WORKING DATA:
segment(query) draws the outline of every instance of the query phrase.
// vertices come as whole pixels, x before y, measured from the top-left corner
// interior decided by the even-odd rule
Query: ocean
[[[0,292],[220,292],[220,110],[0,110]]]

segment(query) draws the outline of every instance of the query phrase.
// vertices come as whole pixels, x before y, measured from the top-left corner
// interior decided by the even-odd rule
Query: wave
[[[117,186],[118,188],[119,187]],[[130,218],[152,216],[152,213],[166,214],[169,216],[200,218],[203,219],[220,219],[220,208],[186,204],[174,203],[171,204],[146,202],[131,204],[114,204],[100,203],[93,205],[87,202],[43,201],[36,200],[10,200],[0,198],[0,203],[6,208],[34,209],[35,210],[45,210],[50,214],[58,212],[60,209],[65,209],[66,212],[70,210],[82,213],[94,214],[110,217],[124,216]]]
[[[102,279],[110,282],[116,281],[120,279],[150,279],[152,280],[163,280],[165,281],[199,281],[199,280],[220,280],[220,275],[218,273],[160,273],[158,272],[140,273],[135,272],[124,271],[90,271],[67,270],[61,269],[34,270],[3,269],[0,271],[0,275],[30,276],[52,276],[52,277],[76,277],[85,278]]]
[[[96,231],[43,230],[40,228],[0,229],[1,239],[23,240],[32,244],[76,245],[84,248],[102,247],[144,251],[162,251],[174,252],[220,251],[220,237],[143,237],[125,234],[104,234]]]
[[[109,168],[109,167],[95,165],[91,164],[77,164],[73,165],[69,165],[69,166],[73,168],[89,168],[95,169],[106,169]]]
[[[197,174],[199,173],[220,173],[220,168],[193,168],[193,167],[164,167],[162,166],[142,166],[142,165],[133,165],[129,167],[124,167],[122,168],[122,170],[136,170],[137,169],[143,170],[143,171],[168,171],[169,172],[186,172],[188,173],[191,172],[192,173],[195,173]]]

EXERCISE OBJECTIVE: Return every line above unchanged.

RESPONSE:
segment(query) draws the outline of every instance of the query phrase.
// vertices come as whole pixels, x before y, measured from the top-left corner
// interior decided by the even-odd rule
Query: ocean
[[[0,292],[220,292],[220,110],[0,110]]]

segment(query) draws the outline of every instance of the query phrase.
// vertices come as whole pixels, x before y, measured from the top-left corner
// interior decided by the even-odd rule
Query: wave
[[[117,186],[118,188],[119,187]],[[130,218],[152,216],[152,213],[166,214],[169,216],[200,218],[203,219],[220,219],[220,208],[186,204],[174,203],[171,204],[146,202],[131,204],[114,204],[100,203],[93,205],[87,202],[43,201],[36,200],[10,200],[0,198],[0,203],[6,208],[34,209],[35,210],[45,210],[50,214],[58,212],[60,209],[65,209],[66,212],[70,210],[82,213],[94,214],[110,217],[124,216]]]
[[[102,279],[110,282],[116,281],[120,279],[150,279],[152,280],[163,280],[165,281],[199,281],[199,280],[220,280],[220,275],[218,273],[160,273],[158,272],[140,273],[135,272],[124,271],[90,271],[67,270],[61,269],[34,270],[3,269],[0,271],[0,275],[30,276],[52,276],[52,277],[76,277],[85,278]]]
[[[96,231],[43,230],[40,228],[0,229],[1,239],[23,240],[32,244],[76,245],[84,248],[102,247],[144,251],[162,251],[174,252],[220,251],[220,237],[143,237],[125,234],[104,234]]]
[[[109,168],[109,167],[95,165],[91,164],[77,164],[73,165],[69,165],[69,166],[73,168],[89,168],[95,169],[106,169]]]
[[[197,174],[199,173],[220,173],[220,168],[193,168],[193,167],[164,167],[162,166],[142,166],[142,165],[133,165],[129,167],[124,167],[122,168],[122,170],[136,170],[137,169],[143,170],[143,171],[168,171],[169,172],[186,172],[188,173],[191,172],[192,173],[195,173]]]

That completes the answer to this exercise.